_Istruzioni del compito_
Converti le righe di tutti i record qui sotto in un elenco numerato, tralasciando quelle vuote. Non riportare le immagini nella risposta.

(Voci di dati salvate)
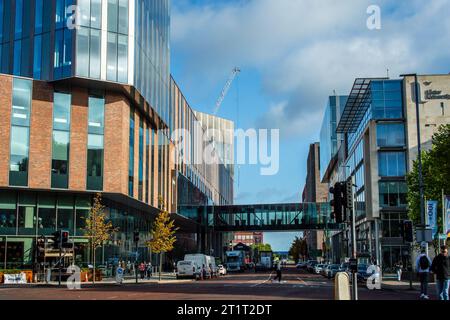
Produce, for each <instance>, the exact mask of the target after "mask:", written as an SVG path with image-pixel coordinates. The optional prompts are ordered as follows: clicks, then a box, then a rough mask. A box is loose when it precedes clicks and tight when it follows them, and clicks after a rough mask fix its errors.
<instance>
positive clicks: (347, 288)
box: [334, 272, 351, 301]
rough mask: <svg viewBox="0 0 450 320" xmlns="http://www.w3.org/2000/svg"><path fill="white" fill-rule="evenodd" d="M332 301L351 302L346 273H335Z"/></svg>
mask: <svg viewBox="0 0 450 320" xmlns="http://www.w3.org/2000/svg"><path fill="white" fill-rule="evenodd" d="M334 300H344V301H345V300H347V301H350V300H351V293H350V277H349V275H348V274H347V273H346V272H338V273H336V277H335V279H334Z"/></svg>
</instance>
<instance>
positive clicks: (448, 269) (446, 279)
mask: <svg viewBox="0 0 450 320" xmlns="http://www.w3.org/2000/svg"><path fill="white" fill-rule="evenodd" d="M431 271H432V272H433V273H434V274H435V275H436V289H437V294H438V298H439V300H446V301H448V300H449V297H448V290H449V284H450V280H449V274H450V258H449V256H448V247H447V246H442V247H441V253H440V254H439V255H438V256H436V257H435V258H434V260H433V263H432V264H431Z"/></svg>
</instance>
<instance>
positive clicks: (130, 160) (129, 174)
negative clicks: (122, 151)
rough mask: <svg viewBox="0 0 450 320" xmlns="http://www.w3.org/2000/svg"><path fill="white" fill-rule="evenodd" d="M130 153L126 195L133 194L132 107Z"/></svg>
mask: <svg viewBox="0 0 450 320" xmlns="http://www.w3.org/2000/svg"><path fill="white" fill-rule="evenodd" d="M129 135H130V141H129V144H130V151H129V152H130V154H129V166H128V195H129V196H130V197H133V195H134V140H135V139H134V109H133V108H130V134H129Z"/></svg>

_Risposta_
1. Produce, for each <instance>, the exact mask of the target after "mask:", written as an SVG path with image-pixel coordinates. The optional prompts are ordered as follows: clicks, then a box, then a rough mask. A box is loose when it precedes clicks and tight when it follows them, and clicks after a rough mask fix its errors.
2. <instance>
3. positive clicks: (347, 288)
4. box: [334, 272, 351, 301]
5. rough mask: <svg viewBox="0 0 450 320" xmlns="http://www.w3.org/2000/svg"><path fill="white" fill-rule="evenodd" d="M332 301L351 302L346 273H335Z"/></svg>
6. mask: <svg viewBox="0 0 450 320" xmlns="http://www.w3.org/2000/svg"><path fill="white" fill-rule="evenodd" d="M334 300H344V301H345V300H347V301H350V300H351V293H350V277H349V275H348V274H347V273H346V272H338V273H336V277H335V279H334Z"/></svg>
7. </instance>
8. <instance>
9. positive clicks: (448, 269) (446, 279)
10. mask: <svg viewBox="0 0 450 320" xmlns="http://www.w3.org/2000/svg"><path fill="white" fill-rule="evenodd" d="M431 271H432V272H433V273H434V274H435V275H436V289H437V294H438V298H439V300H446V301H448V300H449V297H448V290H449V284H450V280H449V274H450V258H449V256H448V247H447V246H442V247H441V253H440V254H439V255H438V256H436V257H435V258H434V260H433V263H432V264H431Z"/></svg>
11. </instance>
12. <instance>
13. positive clicks: (130, 160) (129, 174)
14. negative clicks: (122, 151)
15. rough mask: <svg viewBox="0 0 450 320" xmlns="http://www.w3.org/2000/svg"><path fill="white" fill-rule="evenodd" d="M130 153L126 195L133 194L132 107Z"/></svg>
16. mask: <svg viewBox="0 0 450 320" xmlns="http://www.w3.org/2000/svg"><path fill="white" fill-rule="evenodd" d="M129 135H130V141H129V144H130V151H129V152H130V154H129V166H128V195H129V196H130V197H133V195H134V140H135V139H134V109H133V108H130V134H129Z"/></svg>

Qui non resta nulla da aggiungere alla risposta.